- _Request_
Reproduce only the lines from the line containing "Mark every instance of the hilltop" to the end of the entries below, including both of those lines.

- _Data shown_
__________________________________________________
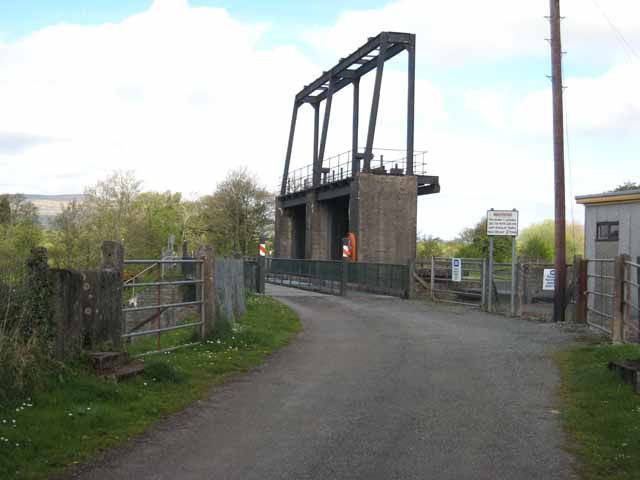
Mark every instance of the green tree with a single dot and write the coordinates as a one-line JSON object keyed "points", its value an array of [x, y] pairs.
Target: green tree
{"points": [[430, 246], [19, 228], [237, 214], [628, 185], [473, 242], [537, 241]]}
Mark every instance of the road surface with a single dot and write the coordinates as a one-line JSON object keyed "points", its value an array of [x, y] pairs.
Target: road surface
{"points": [[373, 388]]}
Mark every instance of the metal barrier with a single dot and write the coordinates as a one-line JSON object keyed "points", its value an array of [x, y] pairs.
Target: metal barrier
{"points": [[159, 307], [600, 293], [435, 276], [631, 301], [316, 275], [335, 277]]}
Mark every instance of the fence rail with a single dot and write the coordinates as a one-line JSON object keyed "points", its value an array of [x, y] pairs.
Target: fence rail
{"points": [[335, 277], [133, 328]]}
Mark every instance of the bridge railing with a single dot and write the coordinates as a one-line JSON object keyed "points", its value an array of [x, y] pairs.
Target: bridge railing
{"points": [[336, 277], [339, 168]]}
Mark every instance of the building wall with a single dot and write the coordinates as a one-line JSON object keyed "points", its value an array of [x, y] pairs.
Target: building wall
{"points": [[383, 214], [628, 216]]}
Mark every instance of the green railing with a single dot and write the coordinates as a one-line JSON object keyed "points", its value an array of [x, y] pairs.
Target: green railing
{"points": [[337, 277]]}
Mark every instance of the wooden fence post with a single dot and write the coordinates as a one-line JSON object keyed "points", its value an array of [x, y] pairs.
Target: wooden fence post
{"points": [[208, 296], [433, 277], [411, 287], [617, 322], [261, 272], [344, 271], [580, 266], [39, 320]]}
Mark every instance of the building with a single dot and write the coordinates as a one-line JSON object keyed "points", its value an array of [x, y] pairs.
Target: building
{"points": [[612, 228], [612, 224]]}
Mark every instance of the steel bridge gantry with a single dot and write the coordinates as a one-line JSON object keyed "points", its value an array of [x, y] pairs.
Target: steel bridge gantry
{"points": [[372, 55]]}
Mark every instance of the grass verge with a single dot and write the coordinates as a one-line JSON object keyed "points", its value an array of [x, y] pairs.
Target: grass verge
{"points": [[76, 415], [601, 415]]}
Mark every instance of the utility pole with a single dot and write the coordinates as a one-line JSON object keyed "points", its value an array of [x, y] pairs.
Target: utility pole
{"points": [[559, 299]]}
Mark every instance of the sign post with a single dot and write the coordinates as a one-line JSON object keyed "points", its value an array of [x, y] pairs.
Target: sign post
{"points": [[549, 279], [502, 223], [456, 270]]}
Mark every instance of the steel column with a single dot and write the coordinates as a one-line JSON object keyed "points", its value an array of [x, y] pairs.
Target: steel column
{"points": [[323, 141], [287, 161], [411, 97], [316, 131], [355, 161], [368, 153]]}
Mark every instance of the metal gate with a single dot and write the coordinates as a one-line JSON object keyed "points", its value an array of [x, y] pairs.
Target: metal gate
{"points": [[435, 277], [600, 293], [631, 301], [182, 278], [336, 277]]}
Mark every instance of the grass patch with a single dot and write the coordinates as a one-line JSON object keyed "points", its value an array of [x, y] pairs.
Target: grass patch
{"points": [[76, 415], [600, 413]]}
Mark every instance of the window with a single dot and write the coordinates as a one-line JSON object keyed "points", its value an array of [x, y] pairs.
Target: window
{"points": [[607, 231]]}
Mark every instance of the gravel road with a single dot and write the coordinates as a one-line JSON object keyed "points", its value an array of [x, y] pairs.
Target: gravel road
{"points": [[373, 388]]}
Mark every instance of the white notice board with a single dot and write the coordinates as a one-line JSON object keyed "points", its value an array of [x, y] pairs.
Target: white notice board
{"points": [[502, 223], [549, 279], [456, 270]]}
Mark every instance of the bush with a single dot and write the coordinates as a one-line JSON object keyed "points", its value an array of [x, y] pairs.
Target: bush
{"points": [[23, 366]]}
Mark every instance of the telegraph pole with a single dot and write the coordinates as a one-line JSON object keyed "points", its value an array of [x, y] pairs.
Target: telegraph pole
{"points": [[559, 299]]}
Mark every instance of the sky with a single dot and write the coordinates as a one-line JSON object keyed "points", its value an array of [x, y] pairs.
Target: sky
{"points": [[181, 92]]}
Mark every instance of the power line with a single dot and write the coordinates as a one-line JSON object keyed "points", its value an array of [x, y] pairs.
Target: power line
{"points": [[617, 30]]}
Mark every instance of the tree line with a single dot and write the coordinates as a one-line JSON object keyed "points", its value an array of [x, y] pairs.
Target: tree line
{"points": [[232, 219]]}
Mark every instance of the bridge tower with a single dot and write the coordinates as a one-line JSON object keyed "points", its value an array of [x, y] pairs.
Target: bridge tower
{"points": [[360, 191]]}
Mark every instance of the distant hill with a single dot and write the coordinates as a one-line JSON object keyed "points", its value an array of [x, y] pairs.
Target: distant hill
{"points": [[51, 205]]}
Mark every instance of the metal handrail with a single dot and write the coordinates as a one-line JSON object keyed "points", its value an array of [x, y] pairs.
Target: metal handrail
{"points": [[159, 284], [599, 327], [598, 312], [166, 305], [609, 277], [599, 294], [175, 260]]}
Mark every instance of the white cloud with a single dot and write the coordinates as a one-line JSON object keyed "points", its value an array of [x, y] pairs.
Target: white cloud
{"points": [[462, 31], [180, 94]]}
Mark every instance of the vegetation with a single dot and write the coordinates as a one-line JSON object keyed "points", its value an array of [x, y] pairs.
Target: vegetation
{"points": [[231, 219], [116, 208], [628, 185], [19, 230], [537, 241], [472, 242], [77, 415], [600, 413]]}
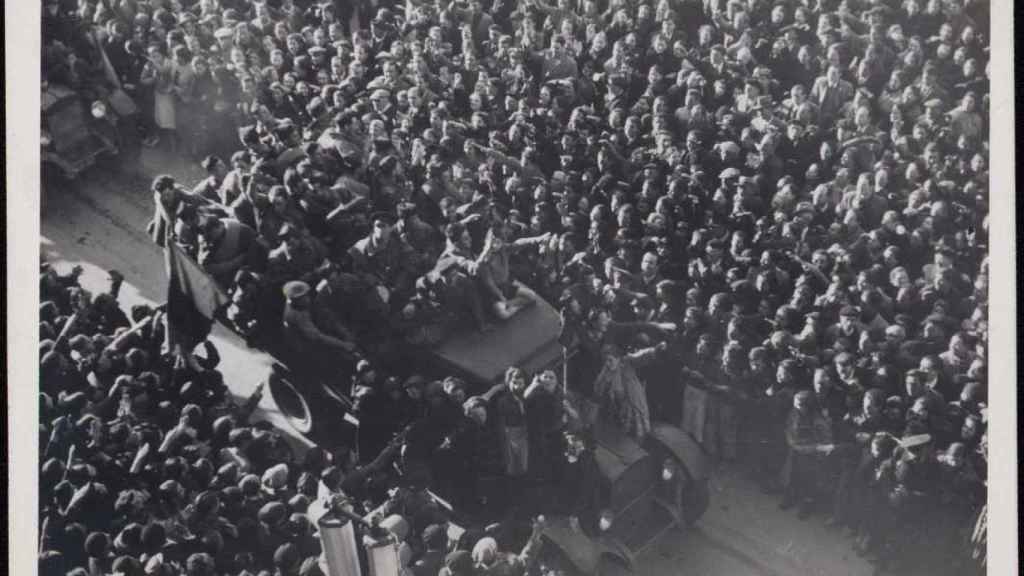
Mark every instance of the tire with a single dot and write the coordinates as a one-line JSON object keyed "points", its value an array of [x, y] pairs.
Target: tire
{"points": [[308, 410], [695, 501]]}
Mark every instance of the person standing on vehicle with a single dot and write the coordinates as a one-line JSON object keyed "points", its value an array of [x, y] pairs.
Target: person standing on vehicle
{"points": [[184, 92], [225, 246], [301, 333], [159, 74]]}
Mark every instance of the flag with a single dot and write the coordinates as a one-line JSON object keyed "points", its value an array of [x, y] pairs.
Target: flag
{"points": [[193, 298]]}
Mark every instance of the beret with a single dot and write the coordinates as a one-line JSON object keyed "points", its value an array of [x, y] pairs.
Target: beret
{"points": [[296, 289]]}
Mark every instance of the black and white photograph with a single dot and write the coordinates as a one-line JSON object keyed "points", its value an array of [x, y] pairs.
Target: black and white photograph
{"points": [[512, 288]]}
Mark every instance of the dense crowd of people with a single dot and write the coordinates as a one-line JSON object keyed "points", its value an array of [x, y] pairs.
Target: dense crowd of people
{"points": [[763, 222]]}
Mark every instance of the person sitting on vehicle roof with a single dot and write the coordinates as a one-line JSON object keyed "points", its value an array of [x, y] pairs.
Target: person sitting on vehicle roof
{"points": [[809, 437], [301, 332], [386, 259], [461, 270], [496, 278], [297, 257], [225, 246]]}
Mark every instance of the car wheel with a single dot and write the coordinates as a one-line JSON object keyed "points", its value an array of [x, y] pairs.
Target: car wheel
{"points": [[307, 409], [695, 501]]}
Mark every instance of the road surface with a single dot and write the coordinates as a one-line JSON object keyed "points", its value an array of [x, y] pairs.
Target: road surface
{"points": [[99, 223]]}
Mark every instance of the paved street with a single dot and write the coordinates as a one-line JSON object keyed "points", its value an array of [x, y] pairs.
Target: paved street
{"points": [[100, 224]]}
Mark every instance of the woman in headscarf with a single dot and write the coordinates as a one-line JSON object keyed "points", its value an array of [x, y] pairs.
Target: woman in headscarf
{"points": [[620, 392]]}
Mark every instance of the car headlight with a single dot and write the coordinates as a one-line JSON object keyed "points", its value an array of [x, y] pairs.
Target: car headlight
{"points": [[605, 521]]}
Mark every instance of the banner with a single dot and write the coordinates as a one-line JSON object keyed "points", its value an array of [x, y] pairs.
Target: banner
{"points": [[193, 299]]}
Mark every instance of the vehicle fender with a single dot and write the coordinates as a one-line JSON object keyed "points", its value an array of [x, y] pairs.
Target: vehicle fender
{"points": [[586, 553], [688, 451], [62, 165]]}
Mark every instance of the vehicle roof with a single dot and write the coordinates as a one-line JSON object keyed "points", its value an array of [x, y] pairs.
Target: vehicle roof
{"points": [[528, 339], [615, 452]]}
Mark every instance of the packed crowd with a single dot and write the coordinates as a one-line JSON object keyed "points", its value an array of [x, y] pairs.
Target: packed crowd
{"points": [[783, 206], [150, 465]]}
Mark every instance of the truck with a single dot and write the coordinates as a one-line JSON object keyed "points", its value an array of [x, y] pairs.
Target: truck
{"points": [[646, 486]]}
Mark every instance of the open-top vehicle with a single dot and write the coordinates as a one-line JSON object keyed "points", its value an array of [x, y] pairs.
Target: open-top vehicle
{"points": [[648, 486], [74, 133]]}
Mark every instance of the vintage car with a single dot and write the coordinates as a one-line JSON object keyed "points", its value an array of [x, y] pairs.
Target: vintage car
{"points": [[647, 487], [75, 133], [313, 404]]}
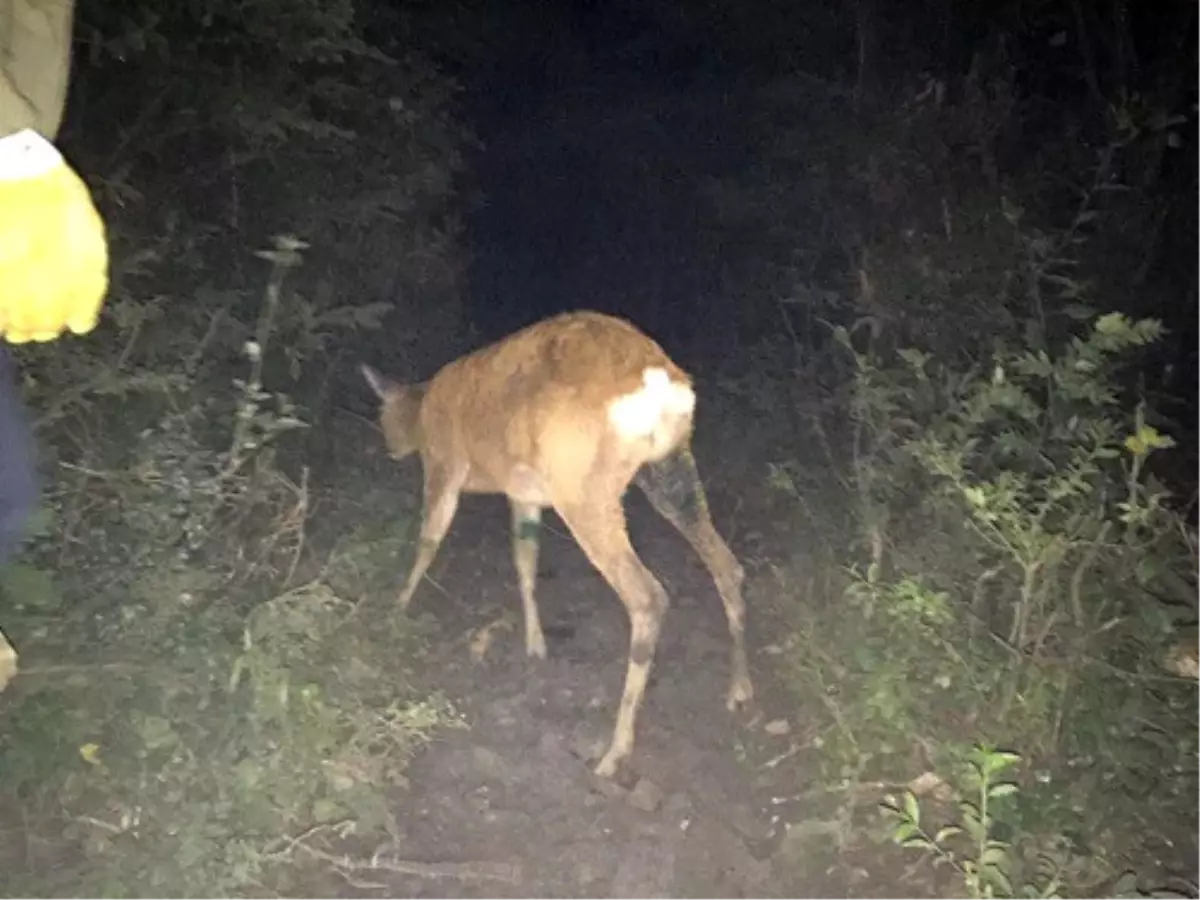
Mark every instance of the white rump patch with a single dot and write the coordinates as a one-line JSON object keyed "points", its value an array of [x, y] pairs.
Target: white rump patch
{"points": [[640, 413]]}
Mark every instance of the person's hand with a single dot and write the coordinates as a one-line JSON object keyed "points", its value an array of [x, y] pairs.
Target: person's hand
{"points": [[53, 247]]}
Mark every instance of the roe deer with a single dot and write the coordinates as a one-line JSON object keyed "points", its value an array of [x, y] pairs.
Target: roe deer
{"points": [[567, 413]]}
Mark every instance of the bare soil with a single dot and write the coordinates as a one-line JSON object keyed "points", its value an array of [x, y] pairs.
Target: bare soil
{"points": [[509, 808]]}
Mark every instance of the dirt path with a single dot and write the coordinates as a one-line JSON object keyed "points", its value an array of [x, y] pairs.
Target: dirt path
{"points": [[510, 803]]}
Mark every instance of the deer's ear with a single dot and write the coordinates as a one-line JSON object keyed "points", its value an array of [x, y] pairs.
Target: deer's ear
{"points": [[379, 383]]}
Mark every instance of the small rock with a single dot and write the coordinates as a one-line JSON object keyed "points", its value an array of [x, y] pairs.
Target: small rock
{"points": [[646, 796], [489, 763]]}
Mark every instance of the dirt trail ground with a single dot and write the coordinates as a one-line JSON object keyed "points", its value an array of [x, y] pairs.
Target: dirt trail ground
{"points": [[510, 805]]}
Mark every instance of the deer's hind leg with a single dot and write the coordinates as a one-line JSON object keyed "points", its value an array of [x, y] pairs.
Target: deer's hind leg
{"points": [[600, 531], [526, 528], [675, 490]]}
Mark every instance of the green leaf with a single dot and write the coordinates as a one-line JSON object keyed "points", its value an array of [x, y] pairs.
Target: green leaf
{"points": [[911, 808]]}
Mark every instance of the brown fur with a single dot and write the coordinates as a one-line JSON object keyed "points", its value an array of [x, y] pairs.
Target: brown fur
{"points": [[529, 417]]}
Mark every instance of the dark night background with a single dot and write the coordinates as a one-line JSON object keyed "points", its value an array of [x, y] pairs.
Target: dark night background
{"points": [[907, 251]]}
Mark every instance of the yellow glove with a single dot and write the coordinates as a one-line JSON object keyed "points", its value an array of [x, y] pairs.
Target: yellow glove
{"points": [[53, 249]]}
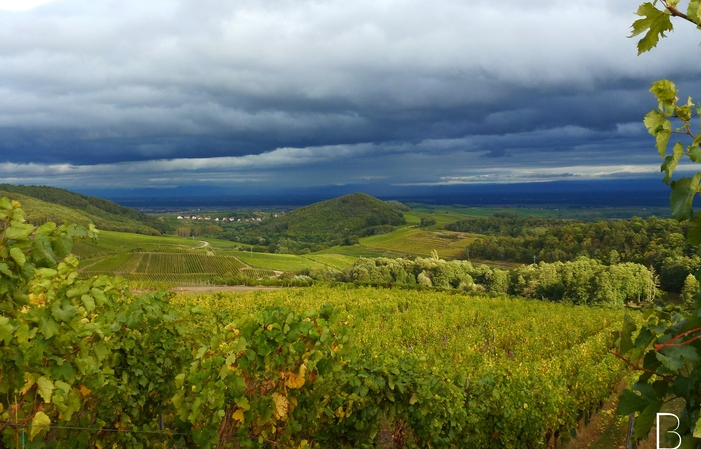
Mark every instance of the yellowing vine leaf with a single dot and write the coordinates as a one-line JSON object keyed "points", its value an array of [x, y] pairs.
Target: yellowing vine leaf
{"points": [[39, 423], [281, 405], [296, 381], [238, 415]]}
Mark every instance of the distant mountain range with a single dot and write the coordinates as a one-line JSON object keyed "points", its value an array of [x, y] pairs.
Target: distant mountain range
{"points": [[602, 193]]}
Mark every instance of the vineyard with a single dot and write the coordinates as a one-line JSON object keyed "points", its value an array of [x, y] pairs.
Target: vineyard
{"points": [[422, 243], [180, 267], [87, 364]]}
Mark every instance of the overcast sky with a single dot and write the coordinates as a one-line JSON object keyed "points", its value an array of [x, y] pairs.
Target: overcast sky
{"points": [[102, 93]]}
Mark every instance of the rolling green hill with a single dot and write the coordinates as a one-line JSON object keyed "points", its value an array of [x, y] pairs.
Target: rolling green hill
{"points": [[355, 214], [43, 203]]}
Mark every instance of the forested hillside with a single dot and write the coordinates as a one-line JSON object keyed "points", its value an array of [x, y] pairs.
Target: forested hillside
{"points": [[332, 222], [103, 213], [653, 242]]}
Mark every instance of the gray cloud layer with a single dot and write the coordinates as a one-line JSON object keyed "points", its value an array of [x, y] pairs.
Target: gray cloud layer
{"points": [[314, 92]]}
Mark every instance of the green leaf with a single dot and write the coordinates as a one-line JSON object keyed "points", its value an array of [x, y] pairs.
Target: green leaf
{"points": [[676, 357], [18, 255], [655, 22], [39, 422], [693, 11], [682, 196], [662, 138], [646, 420], [5, 330], [88, 302], [694, 234], [243, 403], [695, 153], [42, 253], [653, 120], [670, 162], [48, 327], [62, 246], [4, 269], [46, 388], [665, 91], [626, 343]]}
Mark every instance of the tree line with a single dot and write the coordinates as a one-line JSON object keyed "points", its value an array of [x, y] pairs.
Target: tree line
{"points": [[656, 243]]}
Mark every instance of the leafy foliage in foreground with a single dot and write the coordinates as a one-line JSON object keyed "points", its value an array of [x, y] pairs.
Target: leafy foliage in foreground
{"points": [[84, 364], [666, 349]]}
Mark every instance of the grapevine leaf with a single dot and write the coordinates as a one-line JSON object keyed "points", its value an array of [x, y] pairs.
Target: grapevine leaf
{"points": [[88, 302], [693, 11], [18, 255], [665, 91], [48, 327], [242, 402], [645, 421], [4, 269], [695, 153], [62, 246], [682, 386], [626, 343], [655, 22], [675, 357], [653, 120], [42, 253], [5, 330], [682, 197], [39, 423], [662, 137], [46, 388], [670, 162]]}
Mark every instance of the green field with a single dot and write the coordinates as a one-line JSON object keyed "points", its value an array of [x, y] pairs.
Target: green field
{"points": [[581, 213], [338, 261], [278, 262], [176, 267], [412, 241], [110, 242]]}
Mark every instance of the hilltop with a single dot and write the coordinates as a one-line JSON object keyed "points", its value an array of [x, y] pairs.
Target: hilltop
{"points": [[43, 203], [337, 219]]}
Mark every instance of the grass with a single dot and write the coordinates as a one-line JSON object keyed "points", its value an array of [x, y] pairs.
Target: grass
{"points": [[338, 261], [412, 241], [581, 213], [110, 242], [360, 251], [279, 262]]}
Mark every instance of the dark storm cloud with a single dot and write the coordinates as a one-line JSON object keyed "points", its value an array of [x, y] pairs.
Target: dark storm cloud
{"points": [[171, 92]]}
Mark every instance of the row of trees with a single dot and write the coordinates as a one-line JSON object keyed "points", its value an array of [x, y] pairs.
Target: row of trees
{"points": [[582, 281]]}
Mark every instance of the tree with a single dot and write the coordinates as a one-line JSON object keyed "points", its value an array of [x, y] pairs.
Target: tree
__________________________________________________
- _Final answer_
Mark every instance of the hilltop with a single dot and write the coordinates as a one-line JSON object keyed "points", its value an array of [x, y] pairs.
Target: hilltop
{"points": [[43, 203], [337, 219]]}
Mark every instance of the grass with a single dot and write the coordinates as a one-line JSON object keyed "points", its value an array of [x, y] pairs.
Target: grass
{"points": [[338, 261], [412, 241], [581, 213], [110, 242], [360, 251], [279, 262]]}
Mark every instance of the dark storm cloud with a single dot and write the coordinates as a one-line JSON object keyed "points", its value an array of [x, y] pairs.
Target: dark storm cloud
{"points": [[171, 92]]}
Mark every instance of the row of trees with a single dot and write the coordinates as a one-line JSON object keyed "points", its value an array of [x, y] pairs.
Target: row of trees
{"points": [[582, 281]]}
Mark every instance of the tree with a single dot and write the coordinates as a one-line JSON object keyed "points", its value an array of [x, y] pairs.
Target: tree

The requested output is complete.